» Records to process:
--------------------
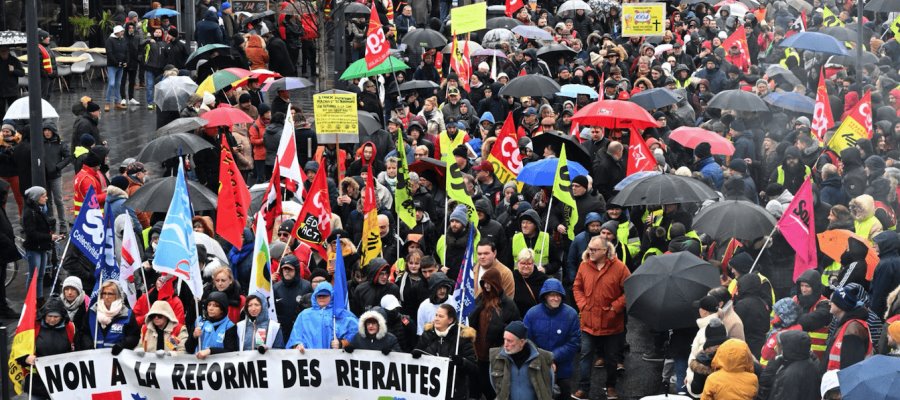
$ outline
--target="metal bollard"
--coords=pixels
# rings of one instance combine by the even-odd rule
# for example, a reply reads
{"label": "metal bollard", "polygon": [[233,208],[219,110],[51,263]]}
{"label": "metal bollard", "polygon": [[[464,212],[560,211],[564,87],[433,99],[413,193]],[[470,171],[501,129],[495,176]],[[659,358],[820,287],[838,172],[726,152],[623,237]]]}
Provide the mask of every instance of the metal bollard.
{"label": "metal bollard", "polygon": [[9,400],[9,365],[6,360],[9,359],[9,336],[6,333],[6,327],[0,326],[0,398]]}

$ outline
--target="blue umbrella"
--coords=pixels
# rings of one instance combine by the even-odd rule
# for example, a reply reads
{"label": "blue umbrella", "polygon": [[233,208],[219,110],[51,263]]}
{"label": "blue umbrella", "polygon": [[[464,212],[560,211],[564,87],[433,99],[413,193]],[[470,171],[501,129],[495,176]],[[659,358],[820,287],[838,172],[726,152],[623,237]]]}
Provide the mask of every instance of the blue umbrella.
--------------------
The answer should be the full material above, printed exactly, with no pictures in it.

$ outline
--target="metal bollard"
--coords=pixels
# rings of one instance combine by the even-odd rule
# for example, a reply reads
{"label": "metal bollard", "polygon": [[233,208],[219,110],[51,263]]}
{"label": "metal bollard", "polygon": [[[464,212],[560,211],[564,87],[433,99],[413,193]],[[470,171],[501,129],[495,176]],[[659,358],[820,287],[838,172],[726,152],[623,237]]]}
Provide the mask of every instance of the metal bollard.
{"label": "metal bollard", "polygon": [[9,400],[9,365],[6,360],[9,359],[9,336],[6,333],[6,327],[0,326],[0,398]]}

$ outline
--target="blue umbrella"
--coords=pixels
# rings of one instance combine by the even-odd rule
# for example, a reply reads
{"label": "blue umbrella", "polygon": [[233,208],[219,110],[51,263]]}
{"label": "blue umbrella", "polygon": [[[464,212],[560,211],[564,87],[433,99],[413,193]],[[470,171],[501,129],[495,176]],[[659,358],[820,287],[838,172],[726,152],[623,237]]]}
Provide the mask of every instance of the blue umbrella.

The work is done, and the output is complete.